____ Excerpted text

Questions and discussion for this lecture live here. Fire away by hitting Reply below 
I think the reason the beam oscillates is the presence of three forces: the external force, the inertia force, and the internal stiffness force. The little red arrows you drew are not the inertia forces, but represent the restoring force caused by the enlarged beam deformations, which pulls the beam back toward its static equilibrium position. The inertia forces actually act in the opposite direction. In other words, the restoring forces drive the beam toward its static position, while the inertia forces cause it to deviate from it.
Hey @Kamil - this can be confusing, and I could have done a much better job explaining it. In fact, I will return to this lecture and improve it for clarity.
In the meantime, let me restate the force balance as follows for clarity:
Let’s assume downwards is the positive vertical direction. A downward applied force produces a positive downward displacement (x) at the beam tip. The beam’s stiffness provides a restoring force upward, proportional to the displacement (F_restore = -kx).

________
____ The data

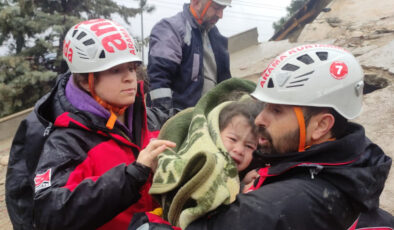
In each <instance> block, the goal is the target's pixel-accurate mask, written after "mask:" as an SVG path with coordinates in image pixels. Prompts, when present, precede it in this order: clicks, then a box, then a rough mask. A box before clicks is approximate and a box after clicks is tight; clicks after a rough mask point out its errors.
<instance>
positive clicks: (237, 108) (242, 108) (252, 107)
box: [219, 98, 264, 135]
mask: <svg viewBox="0 0 394 230" xmlns="http://www.w3.org/2000/svg"><path fill="white" fill-rule="evenodd" d="M263 107H264V105H263V103H262V102H259V101H256V100H254V99H251V98H248V99H244V100H240V101H234V102H231V103H230V104H228V105H226V106H225V107H224V108H223V109H222V111H220V114H219V130H220V131H222V130H223V129H225V128H226V127H227V125H228V124H229V123H230V122H231V119H232V118H233V117H235V116H238V115H241V116H243V117H245V118H246V119H247V120H248V123H249V125H250V127H252V132H253V134H256V135H257V134H258V127H257V126H256V125H255V124H254V120H255V118H256V117H257V115H259V113H260V112H261V110H262V109H263Z"/></svg>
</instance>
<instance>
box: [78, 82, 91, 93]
mask: <svg viewBox="0 0 394 230" xmlns="http://www.w3.org/2000/svg"><path fill="white" fill-rule="evenodd" d="M79 85H80V87H81V88H82V89H83V90H85V91H86V92H90V90H89V82H88V81H81V82H80V83H79Z"/></svg>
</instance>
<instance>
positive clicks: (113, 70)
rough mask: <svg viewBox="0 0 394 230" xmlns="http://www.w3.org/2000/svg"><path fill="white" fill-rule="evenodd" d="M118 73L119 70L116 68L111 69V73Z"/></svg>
mask: <svg viewBox="0 0 394 230" xmlns="http://www.w3.org/2000/svg"><path fill="white" fill-rule="evenodd" d="M118 72H119V69H118V68H112V69H111V73H118Z"/></svg>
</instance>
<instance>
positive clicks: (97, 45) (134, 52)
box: [63, 19, 142, 73]
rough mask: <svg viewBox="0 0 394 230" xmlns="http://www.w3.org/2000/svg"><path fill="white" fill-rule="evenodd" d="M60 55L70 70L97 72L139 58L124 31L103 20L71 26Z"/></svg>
mask: <svg viewBox="0 0 394 230" xmlns="http://www.w3.org/2000/svg"><path fill="white" fill-rule="evenodd" d="M63 58H64V59H65V60H66V62H67V64H68V67H69V68H70V71H71V72H72V73H91V72H100V71H104V70H107V69H109V68H111V67H113V66H116V65H119V64H122V63H126V62H134V61H138V62H141V61H142V60H141V57H140V54H139V50H138V48H137V44H136V43H135V41H134V39H133V38H132V37H131V36H130V34H129V33H128V32H127V30H126V29H125V28H124V27H122V26H120V25H119V24H117V23H115V22H113V21H111V20H107V19H93V20H89V21H84V22H81V23H79V24H77V25H75V26H73V27H72V28H71V29H70V30H69V31H68V32H67V35H66V37H65V39H64V44H63Z"/></svg>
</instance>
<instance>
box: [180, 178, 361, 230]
mask: <svg viewBox="0 0 394 230" xmlns="http://www.w3.org/2000/svg"><path fill="white" fill-rule="evenodd" d="M301 186H302V187H301ZM331 191H332V192H330V190H326V192H325V190H324V188H323V189H322V188H320V187H319V188H318V187H317V186H316V184H314V183H305V182H304V181H300V180H292V181H288V182H283V183H274V184H268V185H265V186H263V187H262V188H260V189H258V190H256V191H252V192H250V193H247V194H240V195H238V197H237V200H236V201H235V202H234V203H232V204H231V205H229V206H227V207H222V209H221V210H217V211H216V214H213V215H211V216H209V218H202V219H199V220H197V221H195V222H193V223H192V224H190V225H189V226H188V227H187V228H186V230H197V229H199V230H208V229H256V228H260V227H262V228H264V229H276V230H279V229H347V228H348V227H349V226H351V224H352V223H353V222H354V220H355V219H356V218H357V215H354V212H352V211H351V209H350V208H349V207H350V204H349V203H348V202H347V200H346V199H345V198H344V197H343V196H342V195H340V194H339V193H338V190H336V191H337V192H334V190H331ZM319 193H320V194H319ZM257 226H259V227H257ZM345 226H346V227H345Z"/></svg>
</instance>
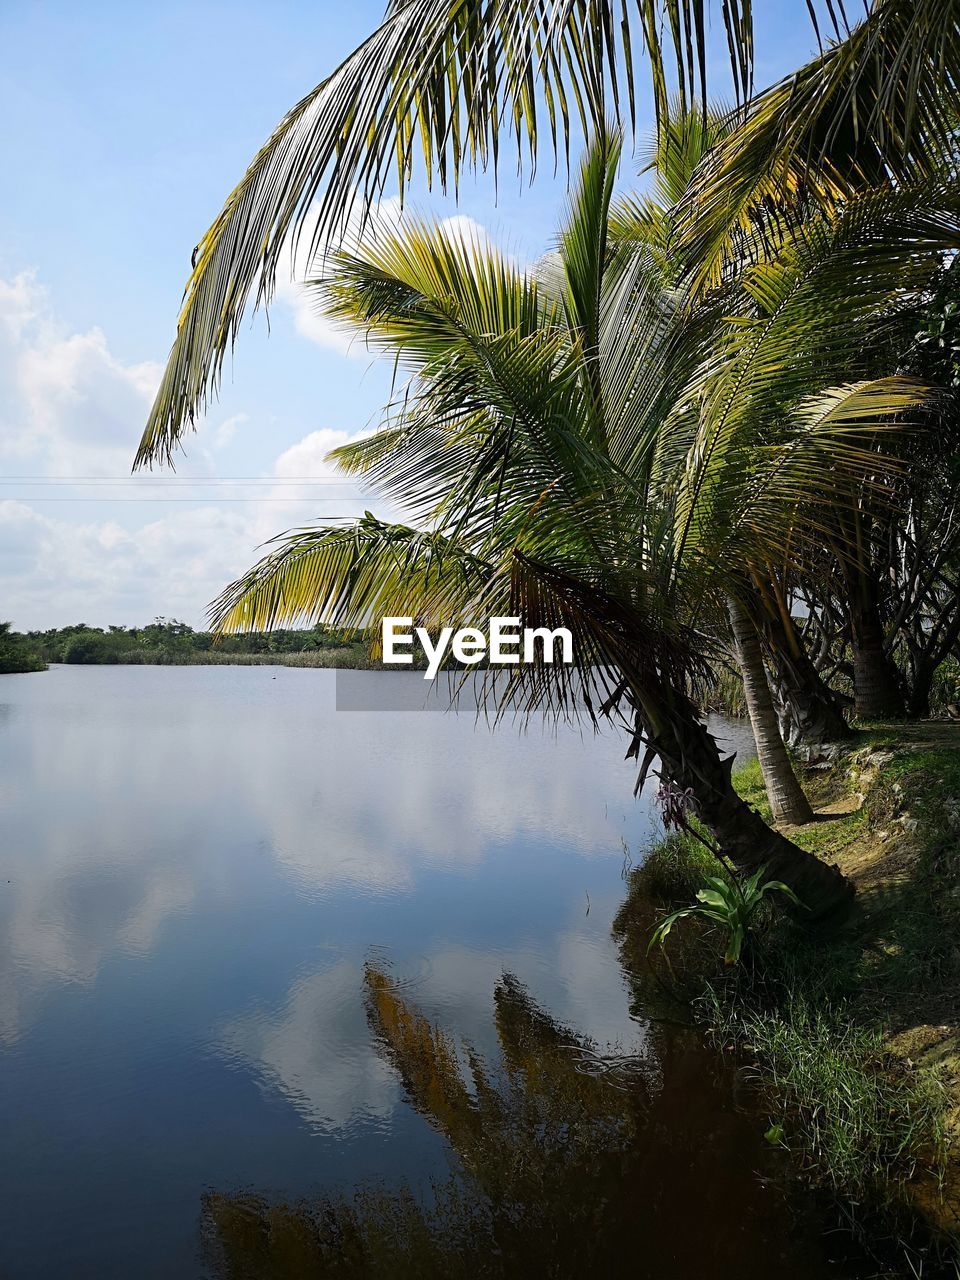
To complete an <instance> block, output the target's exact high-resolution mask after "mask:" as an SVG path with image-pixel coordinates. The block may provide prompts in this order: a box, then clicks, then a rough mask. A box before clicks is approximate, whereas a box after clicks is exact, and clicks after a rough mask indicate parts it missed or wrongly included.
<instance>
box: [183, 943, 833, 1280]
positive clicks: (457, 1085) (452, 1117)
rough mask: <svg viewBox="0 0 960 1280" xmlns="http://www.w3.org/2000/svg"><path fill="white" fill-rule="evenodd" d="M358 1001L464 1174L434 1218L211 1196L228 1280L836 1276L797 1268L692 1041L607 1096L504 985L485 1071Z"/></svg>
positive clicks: (810, 1258)
mask: <svg viewBox="0 0 960 1280" xmlns="http://www.w3.org/2000/svg"><path fill="white" fill-rule="evenodd" d="M366 1000H367V1016H369V1021H370V1025H371V1028H372V1030H374V1034H375V1038H376V1043H378V1047H379V1051H380V1052H381V1055H383V1056H384V1057H385V1059H387V1060H388V1061H389V1062H390V1064H392V1065H393V1066H394V1068H396V1070H397V1071H398V1074H399V1076H401V1079H402V1080H403V1084H404V1088H406V1092H407V1096H408V1100H410V1102H411V1105H412V1106H413V1108H415V1110H416V1111H417V1112H420V1114H421V1115H422V1116H424V1117H425V1119H426V1120H428V1123H429V1124H430V1125H431V1126H434V1128H435V1129H438V1130H439V1132H440V1133H442V1134H443V1135H444V1137H445V1138H447V1140H448V1142H449V1144H451V1147H452V1149H453V1152H454V1153H456V1157H457V1161H458V1166H460V1167H458V1171H457V1174H454V1175H453V1176H452V1178H451V1179H449V1180H447V1181H445V1183H443V1184H440V1185H439V1187H436V1188H434V1193H435V1198H434V1201H433V1203H430V1204H426V1203H422V1202H421V1201H419V1199H417V1198H416V1197H415V1196H413V1194H412V1193H411V1192H410V1190H401V1192H397V1193H393V1194H389V1193H381V1192H374V1193H371V1192H364V1193H361V1194H358V1196H357V1197H356V1198H355V1199H352V1201H344V1199H338V1201H326V1202H323V1203H320V1204H317V1206H311V1207H307V1206H293V1207H291V1206H271V1204H269V1203H268V1202H266V1201H264V1199H261V1198H256V1197H243V1196H239V1197H238V1196H211V1197H207V1199H206V1204H205V1210H206V1219H207V1221H209V1222H210V1224H211V1225H212V1226H214V1228H215V1231H216V1254H218V1257H216V1265H218V1271H219V1274H221V1275H224V1276H227V1277H229V1280H241V1277H257V1280H280V1277H283V1280H285V1277H294V1276H296V1277H297V1280H306V1277H310V1276H317V1277H320V1276H389V1277H390V1280H394V1277H406V1276H410V1277H413V1276H416V1277H429V1280H433V1277H438V1280H439V1277H443V1280H448V1277H449V1280H454V1277H461V1276H462V1277H467V1276H470V1277H480V1276H497V1277H506V1276H525V1277H526V1276H564V1277H580V1276H590V1277H594V1276H596V1277H599V1276H604V1277H605V1276H634V1277H635V1276H668V1275H669V1276H686V1275H691V1276H692V1275H700V1274H704V1271H703V1267H704V1266H705V1265H707V1263H705V1260H707V1258H708V1257H709V1274H710V1275H717V1276H719V1275H727V1274H730V1275H732V1274H736V1275H737V1277H739V1280H750V1277H753V1276H755V1277H758V1280H759V1277H760V1276H767V1275H768V1274H769V1271H771V1268H772V1266H774V1265H776V1267H777V1270H778V1272H780V1275H781V1277H782V1280H788V1277H797V1280H800V1277H812V1276H817V1275H826V1274H831V1275H835V1274H836V1272H835V1271H829V1272H827V1270H826V1265H822V1263H820V1262H818V1260H817V1257H815V1256H814V1257H813V1258H812V1257H810V1251H809V1243H808V1245H806V1254H805V1256H804V1260H803V1261H800V1260H799V1258H797V1257H796V1254H795V1252H794V1249H792V1247H791V1245H790V1243H788V1234H790V1224H788V1220H787V1217H786V1213H785V1204H783V1201H782V1197H781V1196H780V1194H778V1192H777V1190H776V1187H773V1188H772V1187H769V1185H768V1187H767V1188H765V1189H764V1187H763V1185H762V1184H760V1181H759V1179H758V1178H756V1175H755V1166H756V1162H758V1161H764V1160H765V1161H768V1162H771V1161H777V1160H778V1156H777V1153H776V1152H772V1151H769V1149H764V1148H763V1143H762V1142H760V1140H759V1138H758V1133H756V1130H758V1125H755V1124H753V1121H750V1120H746V1119H745V1117H744V1116H742V1115H740V1114H737V1112H736V1111H733V1110H732V1108H731V1107H730V1103H728V1102H726V1101H724V1097H726V1094H727V1093H728V1091H730V1082H724V1083H723V1084H722V1087H721V1082H719V1080H718V1079H717V1069H716V1066H714V1062H713V1059H712V1057H709V1056H707V1055H704V1053H703V1051H701V1050H700V1048H699V1046H698V1042H696V1039H695V1037H692V1036H690V1034H687V1033H677V1032H675V1030H663V1029H653V1030H650V1032H649V1033H648V1039H646V1043H645V1047H644V1053H643V1057H641V1059H640V1060H639V1070H637V1073H636V1074H635V1075H632V1076H630V1078H628V1079H626V1080H623V1082H622V1083H623V1084H625V1087H623V1088H612V1087H611V1083H609V1082H608V1080H607V1079H603V1078H595V1076H593V1075H588V1074H582V1073H581V1071H580V1070H579V1069H577V1062H579V1053H577V1052H576V1051H577V1050H580V1052H581V1053H582V1052H584V1051H586V1050H589V1048H590V1043H589V1042H588V1041H586V1039H585V1038H584V1037H581V1036H577V1034H576V1033H573V1032H571V1030H570V1029H567V1028H564V1027H562V1025H559V1024H558V1023H556V1021H554V1020H553V1019H552V1018H550V1016H549V1015H548V1014H545V1012H544V1011H543V1010H541V1009H539V1007H538V1006H536V1005H535V1004H534V1002H532V1001H531V998H530V997H529V996H527V993H526V991H525V989H524V988H522V986H521V984H520V983H518V982H517V980H516V979H515V978H512V977H509V975H504V978H503V979H502V980H500V983H499V984H498V987H497V991H495V993H494V1006H495V1025H497V1037H498V1041H499V1061H498V1062H497V1064H495V1065H493V1066H492V1065H488V1064H485V1062H484V1061H483V1060H481V1057H480V1056H479V1053H476V1052H475V1051H474V1050H472V1048H471V1047H470V1046H467V1044H457V1043H456V1042H454V1041H453V1038H452V1037H451V1036H449V1034H448V1033H447V1032H444V1030H443V1029H442V1028H438V1027H435V1025H433V1024H431V1023H430V1021H429V1019H428V1018H425V1016H424V1014H422V1012H420V1011H419V1010H417V1009H416V1007H413V1006H412V1005H411V1004H408V1002H407V1000H404V998H403V996H402V993H401V992H399V991H398V988H397V987H396V984H393V983H392V980H390V979H389V978H388V977H387V975H385V974H384V973H383V972H380V970H378V969H374V968H370V969H369V970H367V974H366ZM691 1220H695V1221H696V1231H695V1233H691V1230H690V1225H691ZM707 1240H709V1245H707V1243H705V1242H707ZM814 1254H815V1249H814Z"/></svg>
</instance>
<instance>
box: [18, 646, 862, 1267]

________

*Directive A*. Translate this sentence from the beam oscillation thread into Spanish: "The inertia forces actually act in the opposite direction."
*Directive B*. In the force balance given in the beam oscillation thread, which vertical direction is taken as positive?
*Directive C*. From the beam oscillation thread, retype the part that opens with the words "Questions and discussion" and closes with "it for clarity.".

*Expected output A*. Las fuerzas de inercia en realidad actúan en la dirección opuesta.

*Expected output B*. Downwards is taken as the positive vertical direction.

*Expected output C*.
Questions and discussion for this lecture live here. Fire away by hitting Reply below 
I think the reason the beam oscillates is the presence of three forces: the external force, the inertia force, and the internal stiffness force. The little red arrows you drew are not the inertia forces, but represent the restoring force caused by the enlarged beam deformations, which pulls the beam back toward its static equilibrium position. The inertia forces actually act in the opposite direction. In other words, the restoring forces drive the beam toward its static position, while the inertia forces cause it to deviate from it.
Hey @Kamil - this can be confusing, and I could have done a much better job explaining it. In fact, I will return to this lecture and improve it for clarity.